■ EXTRACTED RECORDS

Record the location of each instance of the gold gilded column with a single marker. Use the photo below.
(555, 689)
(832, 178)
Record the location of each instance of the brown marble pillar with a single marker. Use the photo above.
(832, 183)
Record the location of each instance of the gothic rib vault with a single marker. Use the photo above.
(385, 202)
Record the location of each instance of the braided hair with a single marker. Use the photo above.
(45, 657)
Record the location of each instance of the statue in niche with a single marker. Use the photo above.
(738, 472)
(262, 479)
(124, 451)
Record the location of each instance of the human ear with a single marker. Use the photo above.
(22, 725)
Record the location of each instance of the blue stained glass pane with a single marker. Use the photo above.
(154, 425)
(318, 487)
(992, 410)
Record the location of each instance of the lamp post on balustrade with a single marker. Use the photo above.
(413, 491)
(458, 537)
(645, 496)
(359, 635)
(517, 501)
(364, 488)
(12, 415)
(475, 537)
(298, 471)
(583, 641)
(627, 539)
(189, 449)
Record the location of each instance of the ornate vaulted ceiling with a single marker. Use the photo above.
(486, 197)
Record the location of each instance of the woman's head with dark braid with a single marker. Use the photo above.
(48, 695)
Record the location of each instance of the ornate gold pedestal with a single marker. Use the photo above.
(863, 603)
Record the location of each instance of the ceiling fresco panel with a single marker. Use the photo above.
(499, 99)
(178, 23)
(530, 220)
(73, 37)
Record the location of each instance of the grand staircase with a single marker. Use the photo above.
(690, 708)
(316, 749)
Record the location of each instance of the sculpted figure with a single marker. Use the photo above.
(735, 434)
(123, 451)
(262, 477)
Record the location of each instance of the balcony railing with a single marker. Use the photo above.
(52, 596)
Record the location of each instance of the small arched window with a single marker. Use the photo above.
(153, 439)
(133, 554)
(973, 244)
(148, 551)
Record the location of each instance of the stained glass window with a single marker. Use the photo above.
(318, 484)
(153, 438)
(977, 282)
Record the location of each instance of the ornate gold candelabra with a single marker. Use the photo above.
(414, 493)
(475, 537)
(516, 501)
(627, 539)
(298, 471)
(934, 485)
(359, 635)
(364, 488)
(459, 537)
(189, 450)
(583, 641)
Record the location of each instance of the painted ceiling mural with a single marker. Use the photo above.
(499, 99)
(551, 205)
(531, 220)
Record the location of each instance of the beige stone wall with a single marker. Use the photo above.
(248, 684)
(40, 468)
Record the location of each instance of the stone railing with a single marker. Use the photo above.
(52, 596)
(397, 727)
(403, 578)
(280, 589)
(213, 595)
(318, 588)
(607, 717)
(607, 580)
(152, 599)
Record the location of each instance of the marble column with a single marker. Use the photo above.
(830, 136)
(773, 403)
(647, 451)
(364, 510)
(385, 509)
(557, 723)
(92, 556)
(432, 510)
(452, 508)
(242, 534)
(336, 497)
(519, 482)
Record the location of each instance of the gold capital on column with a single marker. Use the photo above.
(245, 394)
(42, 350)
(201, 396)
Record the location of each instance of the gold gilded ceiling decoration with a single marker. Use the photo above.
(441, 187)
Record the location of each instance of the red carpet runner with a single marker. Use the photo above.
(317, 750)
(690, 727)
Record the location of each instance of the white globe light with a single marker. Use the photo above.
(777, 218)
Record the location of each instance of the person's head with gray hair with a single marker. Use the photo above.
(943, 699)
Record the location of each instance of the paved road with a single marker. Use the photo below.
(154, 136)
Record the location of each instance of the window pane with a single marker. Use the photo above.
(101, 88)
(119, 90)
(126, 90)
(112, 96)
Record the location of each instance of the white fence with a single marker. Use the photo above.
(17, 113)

■ WHAT YOU NEED TO DO
Resize the part of the records above that opens with the line containing "Record the location of each instance of the white fence" and closes with the end of the records, reproducing only that part and every line in it. Multiply each coordinate by 0.4 and round to a whole number, with halves rounded up.

■ WRITTEN SOLUTION
Record the location of each instance of the white fence with a single marker. Use the photo above.
(7, 45)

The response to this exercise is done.